(Point placement records)
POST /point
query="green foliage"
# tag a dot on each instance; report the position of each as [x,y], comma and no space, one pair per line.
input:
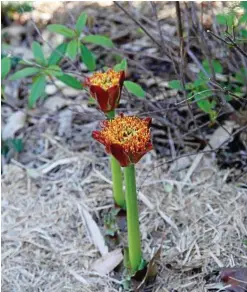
[61,29]
[81,22]
[98,40]
[122,66]
[5,67]
[88,58]
[37,90]
[134,88]
[244,4]
[215,64]
[70,81]
[53,70]
[38,54]
[9,8]
[225,19]
[24,73]
[76,43]
[57,55]
[72,49]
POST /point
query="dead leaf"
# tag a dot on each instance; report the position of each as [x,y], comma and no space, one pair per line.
[56,102]
[65,123]
[220,136]
[236,277]
[94,232]
[15,122]
[151,270]
[108,262]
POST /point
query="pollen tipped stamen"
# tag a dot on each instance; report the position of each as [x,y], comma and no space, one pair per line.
[105,79]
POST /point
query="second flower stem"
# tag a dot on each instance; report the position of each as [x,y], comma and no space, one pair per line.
[134,238]
[117,176]
[117,183]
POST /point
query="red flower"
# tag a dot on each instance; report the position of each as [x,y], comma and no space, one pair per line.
[106,88]
[127,138]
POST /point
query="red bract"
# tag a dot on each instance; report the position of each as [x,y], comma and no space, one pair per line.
[127,138]
[106,88]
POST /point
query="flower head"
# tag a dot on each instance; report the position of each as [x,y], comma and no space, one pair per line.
[127,138]
[106,88]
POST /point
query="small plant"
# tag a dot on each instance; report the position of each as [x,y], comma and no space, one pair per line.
[40,71]
[5,68]
[76,41]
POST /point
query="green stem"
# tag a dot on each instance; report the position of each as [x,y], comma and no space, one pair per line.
[134,238]
[117,177]
[117,183]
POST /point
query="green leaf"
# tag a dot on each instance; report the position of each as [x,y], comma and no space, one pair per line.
[202,101]
[121,66]
[81,22]
[38,53]
[243,4]
[200,82]
[72,49]
[61,29]
[134,88]
[88,58]
[24,73]
[37,90]
[57,55]
[243,19]
[5,67]
[243,33]
[53,70]
[17,145]
[225,19]
[98,40]
[70,81]
[175,84]
[216,65]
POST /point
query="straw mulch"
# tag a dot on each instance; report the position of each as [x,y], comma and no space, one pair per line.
[201,224]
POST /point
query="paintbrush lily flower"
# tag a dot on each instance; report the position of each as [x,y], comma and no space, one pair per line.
[127,138]
[106,87]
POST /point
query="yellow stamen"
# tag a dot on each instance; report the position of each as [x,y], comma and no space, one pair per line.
[106,79]
[132,133]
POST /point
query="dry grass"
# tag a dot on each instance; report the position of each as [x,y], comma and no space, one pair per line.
[46,247]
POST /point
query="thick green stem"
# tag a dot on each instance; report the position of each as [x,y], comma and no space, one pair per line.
[134,238]
[117,183]
[117,177]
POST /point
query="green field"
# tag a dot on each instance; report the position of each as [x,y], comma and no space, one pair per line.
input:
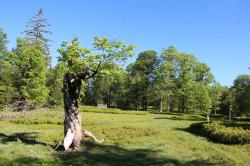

▶ [Task objective]:
Which lines in the items above contain the word "flower"? Locate each one and copy it out.

▶ [Solution]:
query="second flower stem"
query="red flower"
query="flower head"
query="paintbrush lily flower"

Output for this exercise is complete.